**READING PASSAGE**

Business Magazine

ICANN Still Has Virtually No Revenue Coming In From Last Resort Auctions

Posted on the 17 May 2013 by Worldwide @thedomains

If two or more applicants applied for the same new gTLD unless the parties can resolve their contention between themselves the parties go to an ICANN last resort auction.

We have chatted before that we expect some of the new gTLD string auctions to go into the $xx,xxx,xxx range.

With potentially over 200 new gTLD strings going to an ICANN auction we would expect revenue to ICANN from these last resort auction to generate Hundreds of Millions of dollars to ICANN.

Yet ICANN 2014 budget includes virtually no revenue from these last resort auction which we have called ICANN out over the years for failing to include.

When it comes to revenue from String Contentions ICANN only has a little over $1 Million dollars coming in 2014 from these auctions and $1.5 in 2015 as a line item.

**STATED GOAL A**
Answer these questions about the post on ICANN last resort auctions:
(i) Where do the parties go if two or more applicants applied for the same new gTLD and cannot resolve their contention between themselves?
(ii) How many new gTLD strings could potentially go to an ICANN auction?
(iii) How much revenue does ICANN have coming in 2014 from String Contentions?

**DATA RECORDS**
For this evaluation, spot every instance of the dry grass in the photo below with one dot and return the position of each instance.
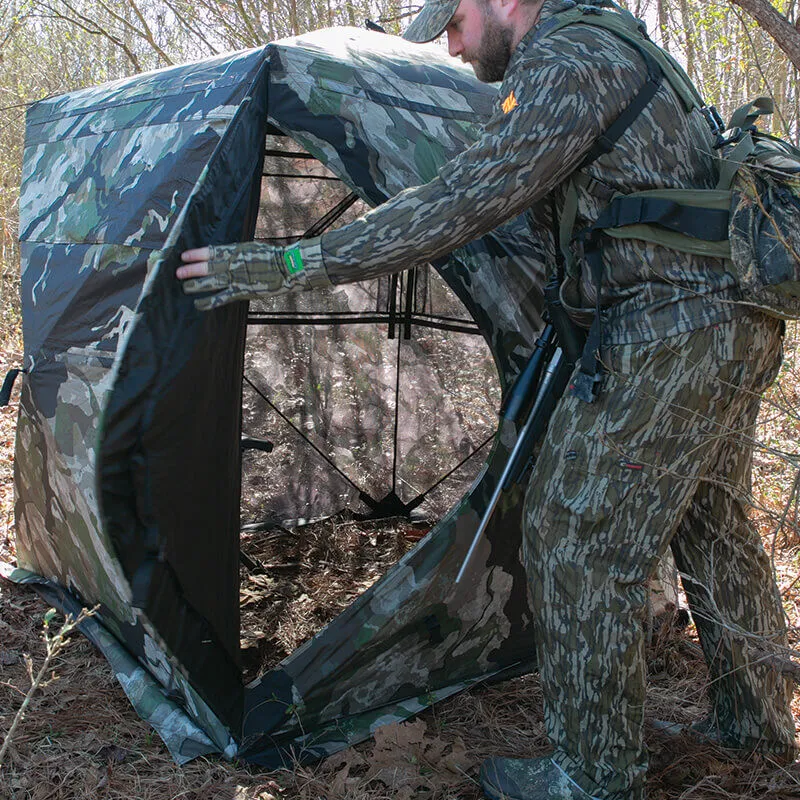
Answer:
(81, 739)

==

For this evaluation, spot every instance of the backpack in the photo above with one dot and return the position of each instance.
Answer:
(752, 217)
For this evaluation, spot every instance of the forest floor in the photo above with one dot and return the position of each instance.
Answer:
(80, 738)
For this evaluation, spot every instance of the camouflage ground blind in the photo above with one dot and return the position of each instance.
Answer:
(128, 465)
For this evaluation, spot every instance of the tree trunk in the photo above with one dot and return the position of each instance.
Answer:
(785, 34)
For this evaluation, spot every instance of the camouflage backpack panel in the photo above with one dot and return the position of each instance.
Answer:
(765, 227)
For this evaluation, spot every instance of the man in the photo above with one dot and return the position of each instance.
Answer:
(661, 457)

==

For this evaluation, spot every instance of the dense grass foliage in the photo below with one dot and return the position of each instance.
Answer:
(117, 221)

**STATED GOAL B**
Please identify every line of the records that contains the string "backpack", and copy each one out. Case counts.

**EXERCISE ANSWER A**
(i) They go to an ICANN last resort auction.
(ii) Potentially over 200.
(iii) A little over $1 Million dollars.

**EXERCISE ANSWER B**
For this evaluation, spot every instance of the backpack in the photo above with one dot and return the position of each instance.
For this evaluation, spot every instance of the camouflage backpack panel in the photo above with one dot and return the position of each instance.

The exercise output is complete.